> [EXTRACTED INFORMATION]:
———
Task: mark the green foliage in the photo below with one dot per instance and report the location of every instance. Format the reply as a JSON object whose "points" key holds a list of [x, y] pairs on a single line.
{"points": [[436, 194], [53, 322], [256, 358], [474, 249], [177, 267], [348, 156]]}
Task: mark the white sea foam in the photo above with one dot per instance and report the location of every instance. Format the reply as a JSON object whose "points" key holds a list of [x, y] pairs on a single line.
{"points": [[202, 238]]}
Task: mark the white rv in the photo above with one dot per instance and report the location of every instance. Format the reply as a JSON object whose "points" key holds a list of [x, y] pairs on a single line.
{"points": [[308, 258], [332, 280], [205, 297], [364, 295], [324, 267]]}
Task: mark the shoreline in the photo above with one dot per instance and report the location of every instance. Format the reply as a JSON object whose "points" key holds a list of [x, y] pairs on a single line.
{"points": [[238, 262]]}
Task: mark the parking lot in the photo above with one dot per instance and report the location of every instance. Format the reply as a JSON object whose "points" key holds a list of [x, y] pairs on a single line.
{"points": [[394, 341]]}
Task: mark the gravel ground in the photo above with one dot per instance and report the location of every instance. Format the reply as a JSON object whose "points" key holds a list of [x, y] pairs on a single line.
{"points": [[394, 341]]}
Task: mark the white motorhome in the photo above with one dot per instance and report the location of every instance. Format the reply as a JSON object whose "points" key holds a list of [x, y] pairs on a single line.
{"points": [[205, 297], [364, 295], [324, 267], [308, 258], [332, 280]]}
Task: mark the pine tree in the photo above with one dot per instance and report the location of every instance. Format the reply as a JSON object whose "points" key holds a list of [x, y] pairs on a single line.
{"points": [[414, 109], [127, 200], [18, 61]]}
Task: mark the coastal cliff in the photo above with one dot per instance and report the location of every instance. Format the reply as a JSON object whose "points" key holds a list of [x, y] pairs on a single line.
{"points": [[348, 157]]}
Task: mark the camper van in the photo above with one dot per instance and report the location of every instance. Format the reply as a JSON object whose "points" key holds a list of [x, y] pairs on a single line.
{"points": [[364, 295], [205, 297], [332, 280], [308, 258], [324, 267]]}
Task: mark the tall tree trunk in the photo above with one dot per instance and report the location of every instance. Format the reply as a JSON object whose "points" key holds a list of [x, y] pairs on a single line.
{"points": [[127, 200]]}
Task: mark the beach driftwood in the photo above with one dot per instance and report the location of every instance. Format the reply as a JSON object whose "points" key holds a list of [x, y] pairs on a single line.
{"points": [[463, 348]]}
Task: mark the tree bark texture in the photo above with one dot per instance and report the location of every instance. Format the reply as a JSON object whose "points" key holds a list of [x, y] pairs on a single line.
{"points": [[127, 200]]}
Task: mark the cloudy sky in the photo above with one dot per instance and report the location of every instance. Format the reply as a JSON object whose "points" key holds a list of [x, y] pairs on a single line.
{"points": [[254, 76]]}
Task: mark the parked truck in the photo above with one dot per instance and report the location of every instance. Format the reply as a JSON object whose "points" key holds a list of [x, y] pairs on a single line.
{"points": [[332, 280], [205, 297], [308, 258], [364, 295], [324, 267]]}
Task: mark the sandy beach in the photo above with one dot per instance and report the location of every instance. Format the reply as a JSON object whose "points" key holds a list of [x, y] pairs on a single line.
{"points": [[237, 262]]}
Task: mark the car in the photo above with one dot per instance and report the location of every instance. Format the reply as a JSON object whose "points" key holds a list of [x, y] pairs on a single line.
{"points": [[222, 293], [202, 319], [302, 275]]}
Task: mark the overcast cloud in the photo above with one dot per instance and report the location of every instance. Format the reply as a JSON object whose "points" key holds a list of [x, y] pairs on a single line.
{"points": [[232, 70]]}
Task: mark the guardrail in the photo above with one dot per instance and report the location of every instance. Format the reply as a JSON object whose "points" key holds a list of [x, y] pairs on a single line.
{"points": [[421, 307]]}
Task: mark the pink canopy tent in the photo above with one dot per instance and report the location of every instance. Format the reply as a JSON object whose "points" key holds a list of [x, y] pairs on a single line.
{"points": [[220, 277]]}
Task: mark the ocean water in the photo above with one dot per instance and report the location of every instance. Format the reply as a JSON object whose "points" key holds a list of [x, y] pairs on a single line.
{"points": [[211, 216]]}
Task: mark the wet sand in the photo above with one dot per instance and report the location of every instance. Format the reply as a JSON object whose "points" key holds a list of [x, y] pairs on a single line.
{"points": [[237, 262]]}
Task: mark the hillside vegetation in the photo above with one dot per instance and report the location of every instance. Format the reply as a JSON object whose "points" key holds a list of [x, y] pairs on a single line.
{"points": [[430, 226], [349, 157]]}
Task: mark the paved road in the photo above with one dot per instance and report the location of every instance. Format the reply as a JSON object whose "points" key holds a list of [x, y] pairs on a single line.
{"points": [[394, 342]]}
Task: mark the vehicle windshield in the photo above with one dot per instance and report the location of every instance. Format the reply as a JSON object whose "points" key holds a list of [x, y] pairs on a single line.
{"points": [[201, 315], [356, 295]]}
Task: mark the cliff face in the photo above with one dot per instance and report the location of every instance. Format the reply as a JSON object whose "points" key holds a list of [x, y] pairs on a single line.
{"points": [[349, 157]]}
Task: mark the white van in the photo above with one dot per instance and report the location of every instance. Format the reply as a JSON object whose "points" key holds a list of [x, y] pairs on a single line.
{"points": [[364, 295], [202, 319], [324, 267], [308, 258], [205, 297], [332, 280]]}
———
> [TASK BRIEF]: Go through the records above and set each one down exactly, please.

> [SOLUTION TO THE PROBLEM]:
Task: mark the green foliage in the photo below with one dot per instance and report the location of every instance. Format the reply as a JSON object whose "points" key holds a list of [x, y] pairs on a single line.
{"points": [[436, 194], [53, 322], [256, 358], [474, 249], [177, 267], [348, 156]]}
Task: mark the white sea foam in the photo above with one dot per instance and report the location of every instance. Format the reply as a JSON object whose "points" key holds a list of [x, y] pairs on a single line.
{"points": [[202, 238]]}
Task: mark the white rv in the photo above with one dot per instance and report the location of every instance. Format the reply as a JSON object whose "points" key holds a list of [x, y] pairs on a single line.
{"points": [[308, 258], [332, 280], [205, 297], [364, 295], [324, 267]]}
Task: mark the shoreline in the photo above with one dot per instance and report the location of every instance. Format the reply as a JSON object whose "points" key holds a list of [x, y] pairs on a single line.
{"points": [[238, 262]]}
Task: mark the parking lot in the photo above with one dot per instance and report the location of every instance. Format the reply as a JSON object whose "points" key holds a list of [x, y] pairs on a single line.
{"points": [[394, 341]]}
Task: mark the gravel ground in the photo above with one dot per instance and report the location of every instance. Format the reply as a JSON object whose "points" key holds a list of [x, y] pairs on a single line.
{"points": [[394, 341]]}
Task: mark the white motorhome in the photo above with one dot per instance and report the location of every instance. Format the reply as a JSON object whose "points" key holds a list of [x, y] pairs on a single line.
{"points": [[205, 297], [364, 295], [324, 267], [308, 258], [332, 280]]}
Task: mark the pine tree in the photo above with one dot per instance and report the location of every instance. Format the reply as a JSON object whose "points" key holds a list of [x, y] pairs on a single line.
{"points": [[414, 109], [127, 200], [18, 61]]}
Task: mark the coastal cliff in the photo above with one dot per instance and report the location of every instance. Format the reply as a JSON object whose "points" key holds a list of [x, y] pairs on a single line.
{"points": [[348, 157]]}
Task: mark the camper van in the photo above with one dot per instance and report the location of every instance. Format the reply as a JSON object whose "points" key holds a list of [x, y] pairs on a single line.
{"points": [[364, 295], [205, 297], [332, 280], [308, 258], [324, 267]]}
Task: mark the tall tree trunk in the photo above with one dot per instance and report the location of every instance. Format the reply as a JSON object whose "points" key holds a list of [x, y] pairs on a single line.
{"points": [[127, 200]]}
Task: mark the beach driftwood in the photo above with one dot per instance and report the location of every instance. Format the reply as a JSON object whose "points" key holds a list of [x, y] pairs on a single line.
{"points": [[463, 348]]}
Task: mark the tree bark texture in the photo above with one dot per instance and report the location of every instance. Format the reply as a JSON object whose "points" key holds a list of [x, y] pairs on a single line.
{"points": [[127, 200]]}
Task: mark the cloudy sky in the photo above with one dot per instance and report the location of every instance. Format the reply as a JSON object whose "points" key holds a list of [x, y] pairs on a single line.
{"points": [[254, 76]]}
Task: mark the parked truck in the photo above with one dot per instance and report the location of every instance. Format the reply as a JSON object whose "points" key holds a list of [x, y] pairs on a single line.
{"points": [[332, 280], [205, 297], [308, 258], [364, 295], [324, 267]]}
Task: mark the sandy beach in the photo above with one dot per instance and report the location of every instance. Format the reply as a JSON object whose "points" key holds a list of [x, y] pairs on a single line.
{"points": [[237, 262]]}
Task: mark the car in the photo above with one dot per instance and report the location of every instance. Format the reply as a JSON object whose "points" key holds a list of [x, y] pairs on a single line.
{"points": [[222, 293], [202, 319], [302, 275]]}
Task: mark the overcast cloud in the photo above with one dot per instance and report the location of every instance. Format the reply as a JSON object whose "points" key holds a list of [x, y] pairs on a single line.
{"points": [[232, 70]]}
Task: mark the guardrail in the photo above with one dot per instance and report the location of every instance. Format the reply as a JSON object whose "points" key holds a list of [x, y] pairs on a single line.
{"points": [[421, 307]]}
Task: mark the pink canopy tent in the photo above with one dot per instance and report the location of every instance. Format the reply as a JSON object whose "points" key holds a list of [x, y] pairs on a single line.
{"points": [[220, 277]]}
Task: mark the ocean water in the photo above with one dot per instance and report the location of every instance. Format the reply as a JSON object whose "points" key holds a list of [x, y] pairs on a single line.
{"points": [[211, 216]]}
Task: mark the wet sand in the photo above with one dot per instance and report the location of every instance. Format the reply as a JSON object whose "points" key holds a list of [x, y] pairs on a single line.
{"points": [[237, 262]]}
Task: mark the hillside vegetation in the photo above with one dot per instance and report the location of every instance. Format the reply as a JSON object whose "points" key holds a list of [x, y] pairs on a single line.
{"points": [[430, 226], [349, 157]]}
Task: mark the paved road in the photo above with one dot per instance and report the location of every instance. Format the reply as a JSON object whose "points" key holds a list of [x, y] pairs on a single line.
{"points": [[394, 342]]}
Task: mark the vehicle windshield in the photo above with one dot per instance and report the location of every instance. Format the reply as a JSON object whose "points" key holds a list of [x, y] pairs on a single line.
{"points": [[201, 315], [356, 295]]}
Task: mark the cliff face in the photo above with one dot per instance and report the location of every instance. Format the reply as a JSON object whose "points" key holds a list of [x, y] pairs on a single line.
{"points": [[349, 157]]}
Task: mark the white van in the photo above with one dot per instance and report the location of every instance. Format the reply as a JSON object whose "points" key holds a list of [x, y] pairs on a single line.
{"points": [[364, 295], [202, 319], [324, 267], [308, 258], [205, 297], [332, 280]]}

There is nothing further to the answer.